> **Reading passage**
________________________
The Dangers of Dog Poop In Your Lawn

Written by Gene Caballero on January 10, 2018

We all hate brown spots in our yard, especially when its poop. Maybe its from your neighbors dog, or your own dog, either way there are dangers of dog poop being left in the yard.

Here's the thing, dog poop isn't only an eye sore, its an environmental hazard, carrying with it a large range of pollutants and parasites. These parasites aren't limited to dogs either, you could catch them too!

This isn't just hype in 1991 the EPA designated dog waste as an environmental pollutant, placing it in the same category as pesticides. Dog poop is not only dangerous to you and your family, collectively it can infect entire waterways, and lead to algae blooms which can choke out plant and aquatic life.

Just one gram of dog poop can contain 23 million fecal bacteria, Gross!

These bacteria when left to their own devices will spread their way throughout your yard and house if you are unlucky enough to land in a mine.

Fecal bacteria have several means of spreading. You may have made a habit of cutting it into your yard, but when the s@!# hits the fan, or in this case the lawn mower blade, fecal bacteria are slung about the four corners of your yard.

Lawn mower poop launchers aren't even the bacteria's favorite mode of travel, they prefer being airlifted about the yard on insects and other pests, its like they have private helicopter pilots or something. When there aren't any bugs or pests about they will just simply catch the wind, and settle in your soil or groundwater where they can stay for a year or longer!

So what kind of bacteria and parasites could you find flying around your yard exactly? Lets find out.

Among the many dangers of dog poop is parvovirus a highly contagious illness which can spread from one dog to another through fecal matter. Another inhabitant of poop is coronavirus, which while not as harmful can also be contracted by humans.

Worms and other parasites love to infect new hosts through dog poop. Whipworms, hookworms, tapeworms, roundworms, and even earthworms, dog poop has got them all.

And it gets better; E. coli, salmonella and Campylobacteriosis all of which are no fun, and can be transmitted to humans.

As you can see there really are many dangers of dog poop being left unattended. Prevent this parasite circus by scooping your dogs poop. Also be sure to teach your children the dangers, and never scoop poop, dog or cat, when pregnant or nursing.

If your dog is lethargic, losing weight, throwing up, is bloated, or has diarrhea he could have gotten one of these many lovely infections.
________________________
> **Work order 1**
Update the part of the dog poop article between "Just one gram" and "of your yard.", inclusive, so that "lawn mower blade" becomes "weed trimmer line".
> **Work order 2**
According to the dog poop article, in what year did the EPA designate dog waste as an environmental pollutant?
________________________
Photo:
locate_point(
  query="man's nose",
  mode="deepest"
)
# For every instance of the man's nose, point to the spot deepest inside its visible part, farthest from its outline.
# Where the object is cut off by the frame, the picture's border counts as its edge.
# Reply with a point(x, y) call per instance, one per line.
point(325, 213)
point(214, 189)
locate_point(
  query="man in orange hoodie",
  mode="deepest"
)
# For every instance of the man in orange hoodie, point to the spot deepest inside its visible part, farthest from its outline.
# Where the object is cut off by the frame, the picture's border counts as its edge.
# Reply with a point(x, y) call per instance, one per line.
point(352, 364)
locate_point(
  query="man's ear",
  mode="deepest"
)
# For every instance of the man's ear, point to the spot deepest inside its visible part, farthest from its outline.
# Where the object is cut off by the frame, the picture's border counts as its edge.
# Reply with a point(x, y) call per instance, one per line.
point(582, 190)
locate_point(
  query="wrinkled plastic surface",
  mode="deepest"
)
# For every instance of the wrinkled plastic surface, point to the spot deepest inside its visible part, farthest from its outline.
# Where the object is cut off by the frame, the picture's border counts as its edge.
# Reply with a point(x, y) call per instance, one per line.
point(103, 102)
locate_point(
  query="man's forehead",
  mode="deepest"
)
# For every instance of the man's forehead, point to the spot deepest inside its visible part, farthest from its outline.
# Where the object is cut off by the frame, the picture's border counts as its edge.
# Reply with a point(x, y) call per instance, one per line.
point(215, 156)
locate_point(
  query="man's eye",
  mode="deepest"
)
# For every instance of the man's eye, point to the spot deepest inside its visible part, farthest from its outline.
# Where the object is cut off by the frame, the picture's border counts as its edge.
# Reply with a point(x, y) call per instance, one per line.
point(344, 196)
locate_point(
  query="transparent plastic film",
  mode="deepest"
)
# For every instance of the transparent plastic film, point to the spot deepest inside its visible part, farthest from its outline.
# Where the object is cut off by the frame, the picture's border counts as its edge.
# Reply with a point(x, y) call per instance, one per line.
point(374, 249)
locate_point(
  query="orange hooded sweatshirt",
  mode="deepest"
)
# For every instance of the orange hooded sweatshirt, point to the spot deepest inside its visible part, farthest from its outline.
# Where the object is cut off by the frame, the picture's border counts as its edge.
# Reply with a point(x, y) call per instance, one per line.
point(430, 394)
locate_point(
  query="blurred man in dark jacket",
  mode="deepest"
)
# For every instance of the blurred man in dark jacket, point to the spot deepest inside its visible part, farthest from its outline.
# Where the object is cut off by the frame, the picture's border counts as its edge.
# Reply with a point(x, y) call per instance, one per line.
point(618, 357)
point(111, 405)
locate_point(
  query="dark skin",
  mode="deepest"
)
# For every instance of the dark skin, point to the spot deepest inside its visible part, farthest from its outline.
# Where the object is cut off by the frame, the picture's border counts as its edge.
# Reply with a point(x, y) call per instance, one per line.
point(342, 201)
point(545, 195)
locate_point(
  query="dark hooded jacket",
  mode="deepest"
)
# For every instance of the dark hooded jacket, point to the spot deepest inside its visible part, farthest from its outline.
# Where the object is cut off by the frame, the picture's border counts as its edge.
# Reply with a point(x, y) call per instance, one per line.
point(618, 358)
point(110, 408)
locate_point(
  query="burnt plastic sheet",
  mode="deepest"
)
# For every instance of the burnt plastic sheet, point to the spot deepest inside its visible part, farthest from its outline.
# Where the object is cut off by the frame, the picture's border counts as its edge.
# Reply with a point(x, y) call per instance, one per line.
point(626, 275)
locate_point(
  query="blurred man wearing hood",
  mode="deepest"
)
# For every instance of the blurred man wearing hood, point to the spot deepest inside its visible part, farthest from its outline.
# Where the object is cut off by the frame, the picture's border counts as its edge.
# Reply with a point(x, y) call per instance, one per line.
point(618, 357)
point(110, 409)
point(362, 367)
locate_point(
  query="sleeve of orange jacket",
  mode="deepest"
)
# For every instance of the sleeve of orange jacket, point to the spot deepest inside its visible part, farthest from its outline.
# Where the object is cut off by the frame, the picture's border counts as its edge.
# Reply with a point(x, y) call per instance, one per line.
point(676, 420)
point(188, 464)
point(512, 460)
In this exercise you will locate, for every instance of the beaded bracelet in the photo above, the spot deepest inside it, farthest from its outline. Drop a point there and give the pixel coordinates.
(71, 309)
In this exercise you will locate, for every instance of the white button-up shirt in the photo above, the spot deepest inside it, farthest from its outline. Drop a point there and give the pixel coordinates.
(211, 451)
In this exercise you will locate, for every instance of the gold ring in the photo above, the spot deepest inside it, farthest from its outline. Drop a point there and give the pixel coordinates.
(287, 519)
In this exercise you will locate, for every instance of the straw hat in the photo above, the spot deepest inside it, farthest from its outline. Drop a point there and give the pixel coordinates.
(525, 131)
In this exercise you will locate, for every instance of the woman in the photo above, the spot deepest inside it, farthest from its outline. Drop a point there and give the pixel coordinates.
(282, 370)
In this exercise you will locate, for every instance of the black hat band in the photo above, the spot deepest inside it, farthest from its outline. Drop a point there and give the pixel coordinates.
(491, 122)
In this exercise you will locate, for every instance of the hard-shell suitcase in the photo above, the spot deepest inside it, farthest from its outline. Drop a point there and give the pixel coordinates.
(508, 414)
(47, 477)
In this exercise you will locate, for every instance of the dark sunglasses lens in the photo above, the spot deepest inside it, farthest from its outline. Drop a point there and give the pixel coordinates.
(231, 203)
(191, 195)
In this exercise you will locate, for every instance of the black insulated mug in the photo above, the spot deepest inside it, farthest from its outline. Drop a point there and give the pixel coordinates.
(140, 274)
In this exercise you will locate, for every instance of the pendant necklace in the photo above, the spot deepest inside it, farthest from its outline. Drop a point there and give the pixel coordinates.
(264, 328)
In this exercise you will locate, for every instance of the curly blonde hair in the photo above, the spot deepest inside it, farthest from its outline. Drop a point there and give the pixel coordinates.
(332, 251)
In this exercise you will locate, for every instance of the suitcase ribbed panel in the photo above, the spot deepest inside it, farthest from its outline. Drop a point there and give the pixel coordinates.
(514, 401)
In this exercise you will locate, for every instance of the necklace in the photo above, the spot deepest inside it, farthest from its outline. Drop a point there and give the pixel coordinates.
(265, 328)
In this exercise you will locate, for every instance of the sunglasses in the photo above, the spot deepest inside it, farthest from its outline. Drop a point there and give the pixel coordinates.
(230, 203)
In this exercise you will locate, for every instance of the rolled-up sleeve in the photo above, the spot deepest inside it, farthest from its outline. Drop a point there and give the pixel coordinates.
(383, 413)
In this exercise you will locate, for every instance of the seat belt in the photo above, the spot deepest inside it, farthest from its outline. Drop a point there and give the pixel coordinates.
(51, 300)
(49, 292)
________________________
> **Result 1**
Just one gram of dog poop can contain 23 million fecal bacteria, Gross!

These bacteria when left to their own devices will spread their way throughout your yard and house if you are unlucky enough to land in a mine.

Fecal bacteria have several means of spreading. You may have made a habit of cutting it into your yard, but when the s@!# hits the fan, or in this case the weed trimmer line, fecal bacteria are slung about the four corners of your yard.

> **Result 2**
1991